● What this exercise asks
A. Answer these questions from the Emacs article:
(i) Which earlier article covered program development in Emacs, and when was it published?
(ii) What does the ampersand do when Emacs is launched from an xterm with emacs &?
(iii) Which command runs Emacs in an xterm without opening a new window?
B. Continue the Emacs article from the point where it ends.

● Document section

Getting Started with Emacs

by Charles Curley

This article is a whirlwind introduction to Emacs that assumes you have Emacs installed and running (easy enough on most Linux distributions). It also assumes that you have used Emacs' built-in tutorial. Program development in Emacs is not the topic, as that was covered in my June 2002 LJ article “Emacs: the Free Software IDE” [available at www.linuxjournal.com/article/5765].

To launch Emacs from an xterm, enter emacs &. The ampersand puts Emacs into the background. As X provides the display for Emacs, this setup is fine.

You also can run Emacs in a console by entering emacs without the ampersand. To run Emacs in an xterm without opening a new window, launch it with emacs -nw. These console and xterm modes are great for situations where you don't have X, such as an SSH connection to a remote server. But if you have SSH set up to forward X, you can run Emacs (and other X applications) remotely.

● Data excerpts
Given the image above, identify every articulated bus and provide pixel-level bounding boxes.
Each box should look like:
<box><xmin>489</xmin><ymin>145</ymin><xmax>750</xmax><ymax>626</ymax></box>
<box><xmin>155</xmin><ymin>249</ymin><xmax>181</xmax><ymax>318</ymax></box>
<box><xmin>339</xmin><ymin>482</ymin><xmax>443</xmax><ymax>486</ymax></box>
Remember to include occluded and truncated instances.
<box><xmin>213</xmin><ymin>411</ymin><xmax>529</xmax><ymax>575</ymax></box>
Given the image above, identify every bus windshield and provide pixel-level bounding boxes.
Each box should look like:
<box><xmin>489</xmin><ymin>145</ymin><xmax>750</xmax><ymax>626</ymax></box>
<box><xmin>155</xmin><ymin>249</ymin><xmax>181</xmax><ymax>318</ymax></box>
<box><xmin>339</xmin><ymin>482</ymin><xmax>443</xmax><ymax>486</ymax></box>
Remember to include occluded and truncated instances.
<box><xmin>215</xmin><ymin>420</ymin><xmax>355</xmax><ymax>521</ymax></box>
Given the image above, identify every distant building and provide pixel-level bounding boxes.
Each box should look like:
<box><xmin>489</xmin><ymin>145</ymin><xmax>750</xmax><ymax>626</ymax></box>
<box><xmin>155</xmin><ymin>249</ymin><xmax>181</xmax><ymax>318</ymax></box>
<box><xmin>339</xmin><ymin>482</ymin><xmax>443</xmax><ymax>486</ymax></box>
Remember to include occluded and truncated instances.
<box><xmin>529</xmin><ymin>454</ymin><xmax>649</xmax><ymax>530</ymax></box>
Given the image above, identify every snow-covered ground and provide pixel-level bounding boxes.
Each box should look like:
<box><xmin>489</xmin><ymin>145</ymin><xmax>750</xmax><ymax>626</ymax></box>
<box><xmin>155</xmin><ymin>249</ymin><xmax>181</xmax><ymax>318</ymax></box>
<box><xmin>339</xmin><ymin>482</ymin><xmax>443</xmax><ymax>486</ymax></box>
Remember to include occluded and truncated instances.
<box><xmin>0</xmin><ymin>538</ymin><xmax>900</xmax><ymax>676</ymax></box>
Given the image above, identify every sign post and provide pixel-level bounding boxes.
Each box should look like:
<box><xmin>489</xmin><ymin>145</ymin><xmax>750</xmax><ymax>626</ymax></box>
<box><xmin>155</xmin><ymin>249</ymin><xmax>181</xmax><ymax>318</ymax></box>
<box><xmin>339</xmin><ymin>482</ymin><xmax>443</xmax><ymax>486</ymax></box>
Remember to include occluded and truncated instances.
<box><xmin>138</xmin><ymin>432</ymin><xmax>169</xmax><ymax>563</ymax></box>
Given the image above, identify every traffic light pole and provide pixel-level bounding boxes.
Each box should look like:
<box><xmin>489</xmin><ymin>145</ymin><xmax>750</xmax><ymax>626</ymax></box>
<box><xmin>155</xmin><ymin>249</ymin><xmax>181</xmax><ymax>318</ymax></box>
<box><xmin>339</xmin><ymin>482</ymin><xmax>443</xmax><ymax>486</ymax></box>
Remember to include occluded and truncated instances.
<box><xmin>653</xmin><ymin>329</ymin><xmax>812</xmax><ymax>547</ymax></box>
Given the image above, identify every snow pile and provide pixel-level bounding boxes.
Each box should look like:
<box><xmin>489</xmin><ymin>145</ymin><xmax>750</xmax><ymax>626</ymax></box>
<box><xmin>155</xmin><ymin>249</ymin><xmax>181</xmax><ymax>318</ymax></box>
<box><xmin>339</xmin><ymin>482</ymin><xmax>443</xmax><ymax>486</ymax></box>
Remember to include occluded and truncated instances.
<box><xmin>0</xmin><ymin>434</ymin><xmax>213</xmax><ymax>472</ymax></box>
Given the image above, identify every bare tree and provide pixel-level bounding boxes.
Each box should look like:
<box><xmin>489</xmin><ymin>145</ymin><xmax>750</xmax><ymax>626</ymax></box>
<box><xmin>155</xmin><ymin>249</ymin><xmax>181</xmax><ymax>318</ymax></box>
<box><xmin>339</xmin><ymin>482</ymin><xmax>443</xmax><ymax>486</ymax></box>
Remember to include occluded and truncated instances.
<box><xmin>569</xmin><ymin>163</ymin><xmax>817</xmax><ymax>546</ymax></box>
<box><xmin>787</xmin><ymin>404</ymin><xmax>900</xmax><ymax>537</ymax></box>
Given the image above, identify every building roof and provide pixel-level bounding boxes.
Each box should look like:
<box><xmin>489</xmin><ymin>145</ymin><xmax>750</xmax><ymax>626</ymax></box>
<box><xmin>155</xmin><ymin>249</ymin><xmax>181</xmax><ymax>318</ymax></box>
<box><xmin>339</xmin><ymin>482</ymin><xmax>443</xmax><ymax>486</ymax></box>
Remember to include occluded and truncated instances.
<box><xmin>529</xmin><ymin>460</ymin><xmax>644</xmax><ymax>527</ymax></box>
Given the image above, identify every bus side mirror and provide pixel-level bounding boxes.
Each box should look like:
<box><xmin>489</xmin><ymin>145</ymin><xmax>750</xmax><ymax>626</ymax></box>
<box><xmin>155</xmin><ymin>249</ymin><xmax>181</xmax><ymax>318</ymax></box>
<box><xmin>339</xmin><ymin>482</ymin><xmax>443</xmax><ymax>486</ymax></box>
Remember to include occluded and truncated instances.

● Outputs for the tasks
A.
(i) The June 2002 LJ article "Emacs: the Free Software IDE."
(ii) It puts Emacs into the background.
(iii) emacs -nw

B.
If you haven't taken the Emacs tutorial, now is the time to do it. Pressing Ctrl-H then T gets you to it. The tutorial is ancient as computers go (1985), so it ignores cursor keys and other modern conveniences. Emacs supports these features but the tutorial doesn't take them into account. It's a good idea to be aware of, if not learn, some of the Emacs keystrokes, though. You can set bash and many other GNU programs to use them. So, for example, Ctrl-B and Ctrl-N can do exactly the same things in Emacs as they do in bash. In fact, Emacs-style key bindings are the default in bash.

The tutorial should teach you basic cursor movement, how to abort an Emacs command, Emacs windowing, the relationship between buffers and files and so on. Probably the most important thing to remember from the tutorial is the movement keys are usually a given key (F for forward) with different modifiers for different ranges. For example, Ctrl-F moves one character forward, and M-F moves a word forward (M- is Emacs notation for Meta, which on most keyboards means the Alt key).

Emacs existed long before web browsers, so it uses the term frame for what X calls a window, and window for a section within a frame. As this is an Emacs article, this article uses Emacs terminology. To display a new window with a horizontal split, use Ctrl-X 2. For a new window with a vertical split, use Ctrl-X 3. Whereas Ctrl-X 5 1 gives you a whole new frame to play in, Ctrl-X 0 and Ctrl-X 5 0 kill off the current window and frame, respectively.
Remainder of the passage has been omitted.